• DIRECTIONS FOR THIS TASK: Which lines of the records contain the string "fence", matching case exactly? Pick out each of those lines and copy it in full.

• RECORDS SHOWN:
--- start ---
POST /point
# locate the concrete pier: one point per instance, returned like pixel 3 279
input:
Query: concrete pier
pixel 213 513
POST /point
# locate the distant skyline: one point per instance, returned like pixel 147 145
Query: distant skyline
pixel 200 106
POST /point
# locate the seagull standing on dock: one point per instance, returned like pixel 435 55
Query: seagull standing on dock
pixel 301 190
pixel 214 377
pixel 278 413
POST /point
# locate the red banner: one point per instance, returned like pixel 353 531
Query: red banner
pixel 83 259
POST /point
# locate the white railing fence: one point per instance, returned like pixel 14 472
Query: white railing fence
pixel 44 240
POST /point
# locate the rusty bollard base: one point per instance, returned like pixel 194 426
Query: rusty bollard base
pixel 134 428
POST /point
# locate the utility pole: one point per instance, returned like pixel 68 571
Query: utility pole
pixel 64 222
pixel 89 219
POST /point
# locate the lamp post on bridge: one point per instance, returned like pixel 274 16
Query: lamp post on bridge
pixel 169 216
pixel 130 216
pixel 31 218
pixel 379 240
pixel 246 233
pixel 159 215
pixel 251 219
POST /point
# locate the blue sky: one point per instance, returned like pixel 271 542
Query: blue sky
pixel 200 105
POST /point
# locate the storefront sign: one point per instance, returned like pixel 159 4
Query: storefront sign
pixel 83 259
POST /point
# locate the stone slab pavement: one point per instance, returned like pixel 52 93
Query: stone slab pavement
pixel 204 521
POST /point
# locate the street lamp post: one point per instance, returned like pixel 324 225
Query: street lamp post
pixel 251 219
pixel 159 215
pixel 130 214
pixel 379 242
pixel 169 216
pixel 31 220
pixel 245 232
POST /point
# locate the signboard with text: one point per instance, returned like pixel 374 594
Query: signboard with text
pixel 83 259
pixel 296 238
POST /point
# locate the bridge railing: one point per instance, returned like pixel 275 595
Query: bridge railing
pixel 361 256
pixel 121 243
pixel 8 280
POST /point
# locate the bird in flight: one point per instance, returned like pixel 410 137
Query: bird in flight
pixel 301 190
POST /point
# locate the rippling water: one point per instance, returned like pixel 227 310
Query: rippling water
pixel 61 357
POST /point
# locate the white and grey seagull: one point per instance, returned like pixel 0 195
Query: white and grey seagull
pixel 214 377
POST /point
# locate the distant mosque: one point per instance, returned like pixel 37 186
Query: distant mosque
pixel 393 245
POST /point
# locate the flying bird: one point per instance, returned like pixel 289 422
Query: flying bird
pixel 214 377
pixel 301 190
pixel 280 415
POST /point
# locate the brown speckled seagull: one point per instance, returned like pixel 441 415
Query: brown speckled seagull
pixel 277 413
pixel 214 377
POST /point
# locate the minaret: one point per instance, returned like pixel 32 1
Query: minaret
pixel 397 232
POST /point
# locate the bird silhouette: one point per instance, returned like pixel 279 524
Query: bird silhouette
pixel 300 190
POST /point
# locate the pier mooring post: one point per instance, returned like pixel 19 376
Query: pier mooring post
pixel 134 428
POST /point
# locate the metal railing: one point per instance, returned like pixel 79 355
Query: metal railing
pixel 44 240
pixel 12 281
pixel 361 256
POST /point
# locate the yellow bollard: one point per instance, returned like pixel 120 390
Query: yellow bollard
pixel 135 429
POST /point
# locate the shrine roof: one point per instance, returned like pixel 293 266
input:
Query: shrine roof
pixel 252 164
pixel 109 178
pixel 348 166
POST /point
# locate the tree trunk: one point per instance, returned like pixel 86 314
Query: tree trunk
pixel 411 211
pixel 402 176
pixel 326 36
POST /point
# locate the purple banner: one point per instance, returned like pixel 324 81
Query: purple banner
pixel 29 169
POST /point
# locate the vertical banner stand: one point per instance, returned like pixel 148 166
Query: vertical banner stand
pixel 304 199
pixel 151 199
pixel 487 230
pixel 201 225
--- end ---
• ANSWER TO THE EXERCISE:
# locate the white railing fence: one point per instance, returned like pixel 14 472
Query: white railing fence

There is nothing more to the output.